## Reading passage:
The left-hand sides of (2.86)–(2.91) can be determined from data with arbitrarily good accuracy when \(N \rightarrow \infty \).

Keep \(a_0\) as an unknown for the moment, and use (2.88) to solve for \(\sigma \), (2.86) to solve for \(\lambda _y\), (2.87) to solve for \(\lambda _x\), and (2.90) to solve for \(\gamma \). This gives

$$\begin{aligned} \begin{array}{rcl} \sigma &{} = &{} r_{yx}/a_0 \;, \\ \lambda _y &{} = &{} r_y - a_0 r_{yx} \;, \\ \lambda _x &{} = &{} r_x - r_{yx}/a_0 \;, \\ \gamma &{} = &{} v_x - 3 r_x^2 \;. \end{array} \end{aligned}$$
(2.92)

## Objective 1:
In the excerpt on solving for the parameters, which equation is used to solve for gamma?
## Objective 2:
Please write the next part of the excerpt on solving for the parameters, starting after equation (2.92).
The lines that come next are separate material, apart from the excerpt on solving for the parameters.

## Collected material:
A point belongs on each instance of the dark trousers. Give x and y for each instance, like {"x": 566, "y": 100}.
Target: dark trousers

## Task response 1:
Equation (2.90).

## Task response 2:
Now use (2.92) into (2.89) and (2.91) to determine the remaining unknown, namely \(a_0\), which after some simplification gives

$$\begin{aligned} v_y= & {} a_0^4 (v_x - 3 r_x^2) + 3 r_y^2 \;, \end{aligned}$$
(2.93)
$$\begin{aligned} v_{yx}= & {} a_0^2 (v_x - 3 r_x^2) + (2 r_{yx}^2 + r_x r_y) \;. \end{aligned}$$
(2.94)

As (2.93) and (2.94) are functions of even powers of \(a_0\), it is found that \( a_0^2\) can be determined uniquely, but not the sign of \(a_0\). \(\blacksquare \)

Example 2.5

For the problem treated in Example 2.3, it holds

$$\begin{aligned} | \hat{a}_\mathrm{LS} | \le | \hat{a}_\mathrm{TLS} | \le | \hat{a}_\mathrm{DLS} | \;. \end{aligned}$$
(2.95)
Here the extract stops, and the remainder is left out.